Requirements:
Count the lines in the items below that contain the word "gloved", and give only that number.

-------

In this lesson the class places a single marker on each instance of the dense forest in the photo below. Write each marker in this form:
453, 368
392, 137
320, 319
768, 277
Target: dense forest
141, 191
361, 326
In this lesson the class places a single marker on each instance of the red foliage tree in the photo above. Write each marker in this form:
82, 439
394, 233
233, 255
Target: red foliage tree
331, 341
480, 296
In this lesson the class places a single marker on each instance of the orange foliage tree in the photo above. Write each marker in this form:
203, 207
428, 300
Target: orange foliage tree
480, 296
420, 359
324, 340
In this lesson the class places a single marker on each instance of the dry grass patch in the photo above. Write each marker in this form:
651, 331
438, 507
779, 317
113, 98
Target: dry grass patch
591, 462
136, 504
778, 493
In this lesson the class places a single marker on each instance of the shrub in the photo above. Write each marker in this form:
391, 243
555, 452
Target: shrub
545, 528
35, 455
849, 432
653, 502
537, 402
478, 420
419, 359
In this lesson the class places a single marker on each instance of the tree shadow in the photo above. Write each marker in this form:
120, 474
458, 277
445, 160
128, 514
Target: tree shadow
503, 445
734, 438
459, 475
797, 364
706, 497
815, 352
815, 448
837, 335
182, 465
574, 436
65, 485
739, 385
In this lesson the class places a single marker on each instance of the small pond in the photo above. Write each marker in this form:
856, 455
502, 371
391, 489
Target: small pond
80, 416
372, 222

-------

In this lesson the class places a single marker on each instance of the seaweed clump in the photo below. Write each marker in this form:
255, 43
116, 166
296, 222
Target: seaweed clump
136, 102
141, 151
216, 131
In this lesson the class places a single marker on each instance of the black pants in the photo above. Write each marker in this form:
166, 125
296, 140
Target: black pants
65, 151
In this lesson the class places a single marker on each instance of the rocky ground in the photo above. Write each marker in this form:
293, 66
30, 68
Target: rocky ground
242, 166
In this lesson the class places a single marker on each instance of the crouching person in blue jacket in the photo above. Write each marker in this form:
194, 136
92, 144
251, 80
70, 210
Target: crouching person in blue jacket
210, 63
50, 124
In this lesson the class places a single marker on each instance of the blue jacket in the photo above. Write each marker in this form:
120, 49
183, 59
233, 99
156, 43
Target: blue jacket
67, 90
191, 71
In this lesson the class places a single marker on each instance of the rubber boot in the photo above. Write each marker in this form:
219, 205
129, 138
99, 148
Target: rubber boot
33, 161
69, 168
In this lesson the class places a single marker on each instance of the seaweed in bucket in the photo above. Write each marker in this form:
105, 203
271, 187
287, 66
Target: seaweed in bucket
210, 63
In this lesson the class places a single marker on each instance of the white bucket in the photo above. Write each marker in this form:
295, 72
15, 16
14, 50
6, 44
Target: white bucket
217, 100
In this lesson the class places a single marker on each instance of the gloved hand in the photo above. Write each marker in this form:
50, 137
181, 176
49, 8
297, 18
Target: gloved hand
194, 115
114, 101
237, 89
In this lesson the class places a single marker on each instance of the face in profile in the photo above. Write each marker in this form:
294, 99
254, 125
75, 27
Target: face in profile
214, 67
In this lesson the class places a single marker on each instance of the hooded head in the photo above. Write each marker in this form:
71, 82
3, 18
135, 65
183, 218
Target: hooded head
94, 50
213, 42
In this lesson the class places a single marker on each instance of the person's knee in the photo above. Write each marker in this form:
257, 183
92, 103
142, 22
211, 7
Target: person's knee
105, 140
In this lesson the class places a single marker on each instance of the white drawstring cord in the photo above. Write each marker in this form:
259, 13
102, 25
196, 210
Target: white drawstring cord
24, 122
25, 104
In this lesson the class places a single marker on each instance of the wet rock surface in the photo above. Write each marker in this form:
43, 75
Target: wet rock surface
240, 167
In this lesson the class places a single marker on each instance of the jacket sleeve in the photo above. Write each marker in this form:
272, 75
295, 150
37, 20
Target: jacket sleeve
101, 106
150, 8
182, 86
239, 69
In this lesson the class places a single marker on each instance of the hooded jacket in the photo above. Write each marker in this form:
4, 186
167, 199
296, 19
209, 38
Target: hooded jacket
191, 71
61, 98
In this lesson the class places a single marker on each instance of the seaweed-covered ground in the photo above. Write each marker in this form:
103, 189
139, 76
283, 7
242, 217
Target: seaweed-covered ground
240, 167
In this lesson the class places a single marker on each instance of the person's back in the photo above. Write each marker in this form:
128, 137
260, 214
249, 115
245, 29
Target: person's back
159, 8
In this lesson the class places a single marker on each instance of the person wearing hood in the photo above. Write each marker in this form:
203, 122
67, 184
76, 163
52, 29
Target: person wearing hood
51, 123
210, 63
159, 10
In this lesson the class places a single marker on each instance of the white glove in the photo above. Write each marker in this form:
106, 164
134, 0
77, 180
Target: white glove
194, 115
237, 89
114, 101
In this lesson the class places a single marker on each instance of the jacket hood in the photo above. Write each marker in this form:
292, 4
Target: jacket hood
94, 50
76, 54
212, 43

-------

Final result:
2